- [TASK INSTRUCTIONS]
Convert the listing below into a numbered list with one item per line, omitting blank lines and the pictures.

- [DATASET CONTENT]
* START *
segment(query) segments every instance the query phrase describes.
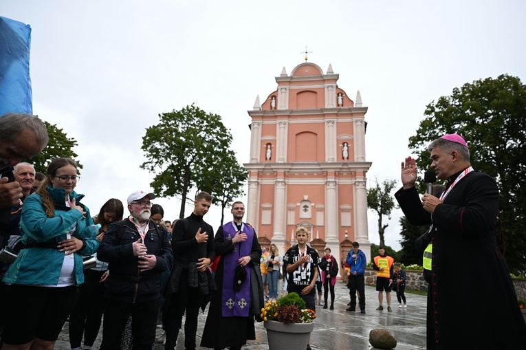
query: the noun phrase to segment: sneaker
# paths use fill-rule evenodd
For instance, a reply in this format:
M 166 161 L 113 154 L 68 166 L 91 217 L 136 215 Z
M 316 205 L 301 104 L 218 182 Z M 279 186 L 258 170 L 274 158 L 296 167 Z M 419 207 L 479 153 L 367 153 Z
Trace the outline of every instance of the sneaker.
* END *
- [WRITTEN RESPONSE]
1. segment(query) segments every instance the query phrase describes.
2. query: the noun phrase to segment: sneaker
3. # paths use fill-rule evenodd
4. For instance, a reply in this format:
5. M 166 161 L 113 154 L 68 166 L 91 217 L 136 215 Z
6. M 316 205 L 301 104 L 218 182 Z M 279 186 L 258 170 L 274 158 L 296 167 Z M 419 207 L 479 153 L 367 153 Z
7. Trace the outline of every instance of the sneaker.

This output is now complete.